Document excerpt
You have to write types to use it
 
Ell
@Griwes you don't have to write a destructor that closes a file
 
You can write code that doesn't utilize RAII quite easily.
 
And you have to use automatic variables explicitly
 
Ell
6:40 PM
you might just have a .close() method
 
it doesn't exactly enforce it, but it certainly automatically enables it.
 
I like defer in Go, I'm sure I'm outnumbered in that opinion though.
 
Ell
whereas D allows it
 
/me gives up and goes back to writing practical code
 
having to explicitly scope every variable would be hideously unpleasant and a long way from actual RAII.
 
user3010322
6:40 PM
struct Enforcer {
     char* meow;
     Enforcer () : meow(new char[80000]) {}
}; // ENFORCED
 
Ahahahahhaha
Fucking programmers.txt
 
(Which implies I am not going to write Haskell anytime soon.)
 
Oh, now it's "practical".
 
:lol:
 
"I WANT TO DISCUSS PRACTICAL THINGS" "BUT NOT TOOLING" "BUT NOT DESIGN EITHER"
 
6:41 PM
I'm liking Haskell more and more and hating it more and more as time goes on.
 
A few minutes ago you were pleading to ignore the practical aspects of C++.

Task material
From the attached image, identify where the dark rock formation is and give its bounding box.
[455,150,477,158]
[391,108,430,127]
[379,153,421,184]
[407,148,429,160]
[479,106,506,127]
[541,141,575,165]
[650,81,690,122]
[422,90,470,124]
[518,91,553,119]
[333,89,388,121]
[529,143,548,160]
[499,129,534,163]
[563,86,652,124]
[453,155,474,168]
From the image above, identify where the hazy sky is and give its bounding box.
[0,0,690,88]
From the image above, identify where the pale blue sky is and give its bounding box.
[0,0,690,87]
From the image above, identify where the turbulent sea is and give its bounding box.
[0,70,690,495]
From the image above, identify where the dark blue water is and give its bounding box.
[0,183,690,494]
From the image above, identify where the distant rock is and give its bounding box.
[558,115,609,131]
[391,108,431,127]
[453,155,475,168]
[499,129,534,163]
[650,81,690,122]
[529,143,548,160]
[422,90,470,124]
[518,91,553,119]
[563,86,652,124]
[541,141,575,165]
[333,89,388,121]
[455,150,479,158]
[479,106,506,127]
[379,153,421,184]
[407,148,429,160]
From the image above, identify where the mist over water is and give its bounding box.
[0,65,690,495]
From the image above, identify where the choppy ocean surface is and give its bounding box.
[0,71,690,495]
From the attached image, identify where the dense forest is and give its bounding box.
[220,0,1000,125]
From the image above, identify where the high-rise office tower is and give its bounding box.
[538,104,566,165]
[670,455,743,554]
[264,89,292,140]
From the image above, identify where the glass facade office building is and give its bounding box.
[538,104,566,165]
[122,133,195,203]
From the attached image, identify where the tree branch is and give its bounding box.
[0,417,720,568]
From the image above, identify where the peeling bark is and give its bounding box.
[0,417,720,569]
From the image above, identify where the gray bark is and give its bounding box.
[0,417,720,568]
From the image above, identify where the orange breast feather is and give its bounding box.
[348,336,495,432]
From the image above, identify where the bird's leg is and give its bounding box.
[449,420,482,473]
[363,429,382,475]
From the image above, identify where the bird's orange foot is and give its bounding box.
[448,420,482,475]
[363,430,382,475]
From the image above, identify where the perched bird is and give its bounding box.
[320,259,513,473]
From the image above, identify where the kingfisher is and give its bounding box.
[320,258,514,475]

Exercise task A
Print the rows between the line holding "From the image above, identify where the kingfisher" and the end of the rows, inclusive.
Exercise task B
Carry on the chat about RAII and programming languages from its last message.
The rows are unrelated to the chat above them.

Final answer A
From the image above, identify where the kingfisher is and give its bounding box.
[320,258,514,475]

Final answer B
 
"BUIT C++ IS THE BESTESTSST"
 
no need for the all caps, cat.
 
Sometimes I feel that meaningful type inference is still a decade ahead.
 
@R.MartinhoFernandes lol nope read again
 
6:42 PM
Ok, maybe 7 minutes is not "a few".
You're right.
 
@Griwes yeah "practical". Now that you've mentioned that: how many years does it take to train a new developer to be proficient at C++ and a C++ framework you have at your current project? Divide that by 10 for other languages :| If C++ is not absolutely necessary because of some of it advantages every company doing software will use other language
 
Ell
I'm going to leave because it's not fun when everyone argues
 
This isn't arguing this is calling a fanboy out
 
A public service if you will
 
6:43 PM
@Ell Heh - it's a wonder you ever got here then:
 
Who's arguing this time?
 
did you feed Bailey.
 
@Puppy Yup - good job he likes popcorn:)
 
lol
 
You know what's practical?
The zombie disposal system I'm building.
 
6:44 PM
@Puppy Why do you always remind him? Did he forget sometimes?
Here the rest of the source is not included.